EXERCISE REQUIREMENTS
Only the pictures are to be left out; please reproduce everything else in the data exactly.

TASK MATERIAL

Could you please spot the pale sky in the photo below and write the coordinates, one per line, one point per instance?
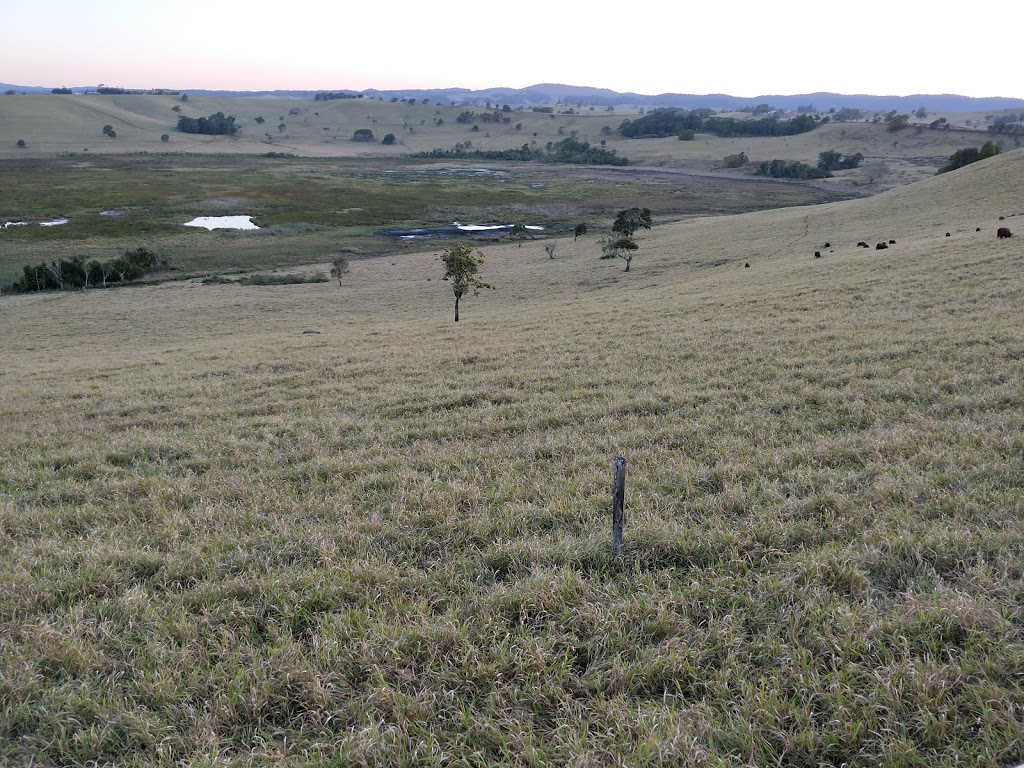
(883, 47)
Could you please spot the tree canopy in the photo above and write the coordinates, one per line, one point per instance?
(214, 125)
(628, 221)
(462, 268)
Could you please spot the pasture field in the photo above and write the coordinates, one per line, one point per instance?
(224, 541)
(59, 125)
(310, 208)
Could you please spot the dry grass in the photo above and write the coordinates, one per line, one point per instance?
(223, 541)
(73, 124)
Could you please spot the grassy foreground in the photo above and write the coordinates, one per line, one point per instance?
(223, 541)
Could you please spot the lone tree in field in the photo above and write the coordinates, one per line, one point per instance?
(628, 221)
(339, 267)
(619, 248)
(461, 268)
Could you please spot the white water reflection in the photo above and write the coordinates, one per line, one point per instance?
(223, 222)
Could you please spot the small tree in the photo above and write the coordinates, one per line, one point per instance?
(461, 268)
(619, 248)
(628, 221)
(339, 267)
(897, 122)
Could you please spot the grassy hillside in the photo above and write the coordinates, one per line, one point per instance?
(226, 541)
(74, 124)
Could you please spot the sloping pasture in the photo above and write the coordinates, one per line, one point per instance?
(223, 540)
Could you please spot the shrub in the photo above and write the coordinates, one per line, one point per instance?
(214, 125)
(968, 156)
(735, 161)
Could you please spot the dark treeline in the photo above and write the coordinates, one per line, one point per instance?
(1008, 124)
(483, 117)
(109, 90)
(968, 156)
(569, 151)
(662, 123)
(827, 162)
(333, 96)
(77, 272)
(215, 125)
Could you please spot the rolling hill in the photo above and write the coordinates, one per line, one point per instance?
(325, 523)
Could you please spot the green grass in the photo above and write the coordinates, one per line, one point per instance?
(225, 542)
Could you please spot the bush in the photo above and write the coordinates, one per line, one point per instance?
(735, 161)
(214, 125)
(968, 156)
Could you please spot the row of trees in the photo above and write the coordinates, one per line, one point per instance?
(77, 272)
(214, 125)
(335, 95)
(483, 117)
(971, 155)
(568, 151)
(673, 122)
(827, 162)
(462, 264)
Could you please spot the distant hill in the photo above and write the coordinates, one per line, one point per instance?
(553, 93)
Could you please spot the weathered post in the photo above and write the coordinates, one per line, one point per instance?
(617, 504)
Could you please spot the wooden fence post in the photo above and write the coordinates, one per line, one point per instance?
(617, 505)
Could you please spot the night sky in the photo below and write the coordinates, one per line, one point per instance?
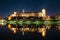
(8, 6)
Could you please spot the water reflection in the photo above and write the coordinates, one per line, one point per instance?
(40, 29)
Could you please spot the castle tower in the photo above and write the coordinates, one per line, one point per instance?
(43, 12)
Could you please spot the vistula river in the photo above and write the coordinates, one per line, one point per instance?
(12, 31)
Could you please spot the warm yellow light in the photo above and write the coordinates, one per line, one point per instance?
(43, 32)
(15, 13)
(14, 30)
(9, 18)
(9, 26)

SOLUTION
Could you please spot the pale sky in the photo below and write the coordinates, one per line, one point per instance?
(883, 47)
Could you please spot the tree canopy in the photo above and write the coordinates, one per line, one point per instance?
(214, 125)
(628, 221)
(462, 268)
Could you please spot the pasture field in the photo above and write the coordinates, one per line, one point per instance?
(224, 541)
(59, 125)
(310, 208)
Could you please spot the dry grass in the photo above and write the coordinates, one per line, one point per instance?
(223, 541)
(73, 124)
Could you please spot the grassy foreground in the photo above and write the coordinates, one per line, one point per instance?
(223, 541)
Could you please spot the lone tree in field in the photo above and write the coordinates, one per line, one point per instance?
(628, 221)
(339, 267)
(619, 248)
(461, 268)
Could you please spot the white water reflection in the photo above and write the coordinates, one per line, one point per instance?
(223, 222)
Could you please spot the small tree in the photo above and write the coordinates, one per line, one point per instance?
(461, 268)
(619, 248)
(628, 221)
(339, 267)
(897, 122)
Could you please spot the grassy hillside in the photo above and write the coordinates, one per line, one point per instance?
(226, 541)
(74, 124)
Could you please spot the sloping pasture in the photo above and write the coordinates, one per line, one point per instance?
(223, 540)
Could you please spot the shrub in the photo above and write the coordinates, one per line, one point per instance?
(214, 125)
(968, 156)
(735, 161)
Could you please spot the dark treeline in the photo above and write the coordinates, one per line, one point per instance?
(1008, 124)
(483, 117)
(109, 90)
(968, 156)
(569, 151)
(662, 123)
(827, 162)
(333, 96)
(77, 272)
(215, 125)
Could you please spot the rolling hill in the photo above and write the coordinates, one per line, one point per instance?
(325, 523)
Could you please spot the green grass in the photo above and write the coordinates, one per line, one point per instance?
(225, 542)
Could you please spot the bush in the photo above and write the coordinates, one per line, one point per instance?
(735, 161)
(214, 125)
(968, 156)
Could you please spot the row of trees in the photo above and write the coordinates, one per line, one point per instance?
(77, 272)
(214, 125)
(335, 95)
(483, 117)
(971, 155)
(568, 151)
(673, 122)
(827, 162)
(462, 264)
Could you please spot the distant hill in the photo above and write the coordinates, one per line, one point per instance?
(553, 93)
Could you please spot the weathered post in the photo above and write the coordinates, one per line, one point per instance?
(617, 504)
Could you please spot the wooden fence post in the photo above and write the coordinates, one per line, one point per instance?
(617, 505)
Could you please spot the night sky in the photo below and write the coordinates, one per line, one point per instance?
(8, 6)
Could you please spot the water reflection in the photo above and write the coordinates, one per line, one point per instance?
(40, 29)
Could you please spot the castle tower in the photo above and write the coordinates, one per line, one point per instance?
(43, 12)
Could you please spot the vistula river in the photo above and write the coordinates, one per line, one point per instance?
(12, 31)
Could you please spot the warm yellow light in the photo above and write the coordinates, one per line, one point per instance?
(43, 32)
(15, 13)
(14, 30)
(9, 18)
(9, 26)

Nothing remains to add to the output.